### REQUIREMENTS
Pull out every line of the listing below that contains the word "sand", treating uppercase and lowercase as different.

Rows taken from a pointing dataset
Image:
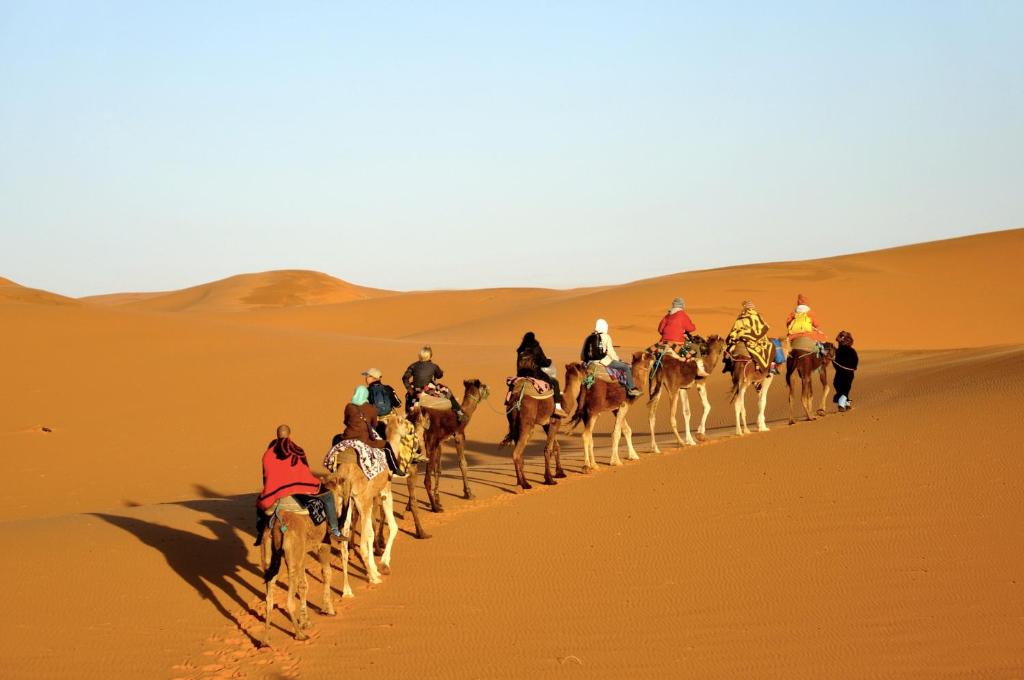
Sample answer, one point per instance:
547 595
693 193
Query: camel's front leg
460 441
550 448
684 396
324 553
588 445
824 390
652 418
295 557
616 435
520 447
762 404
628 431
367 543
387 506
806 394
702 391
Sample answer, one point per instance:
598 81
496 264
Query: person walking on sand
846 366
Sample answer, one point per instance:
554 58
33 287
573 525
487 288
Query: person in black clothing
846 367
423 375
530 362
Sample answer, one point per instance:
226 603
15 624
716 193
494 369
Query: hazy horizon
151 147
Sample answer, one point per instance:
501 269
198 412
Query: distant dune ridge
287 288
132 426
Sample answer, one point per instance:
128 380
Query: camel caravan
299 511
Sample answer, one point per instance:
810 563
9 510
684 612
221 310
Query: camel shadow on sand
214 566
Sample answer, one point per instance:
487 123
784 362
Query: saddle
531 387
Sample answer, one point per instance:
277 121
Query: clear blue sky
433 144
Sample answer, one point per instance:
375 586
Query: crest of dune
290 288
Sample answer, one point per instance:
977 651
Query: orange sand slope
881 542
250 291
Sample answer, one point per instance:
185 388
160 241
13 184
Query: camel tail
513 434
274 566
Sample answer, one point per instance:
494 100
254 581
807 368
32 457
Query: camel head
475 389
716 348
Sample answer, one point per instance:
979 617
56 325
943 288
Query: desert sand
885 542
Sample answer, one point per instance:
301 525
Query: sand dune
884 542
244 292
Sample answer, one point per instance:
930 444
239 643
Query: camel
292 536
437 427
806 363
745 372
526 413
363 496
601 396
678 376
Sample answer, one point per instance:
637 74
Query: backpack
592 349
801 324
526 360
380 398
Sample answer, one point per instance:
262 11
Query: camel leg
379 534
737 406
324 553
684 396
824 390
433 462
762 402
387 506
702 391
652 417
367 542
294 559
551 429
520 447
588 447
628 431
557 449
267 549
346 588
792 387
616 435
411 506
460 441
806 393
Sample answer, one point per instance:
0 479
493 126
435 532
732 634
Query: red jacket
675 327
285 473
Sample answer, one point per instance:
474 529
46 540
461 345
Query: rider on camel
803 327
530 362
606 355
286 472
675 329
749 337
422 376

### WRITTEN RESPONSE
Query: person walking on sand
Query: camel shadow on sand
Query: orange sand slope
Query: desert sand
Query: sand dune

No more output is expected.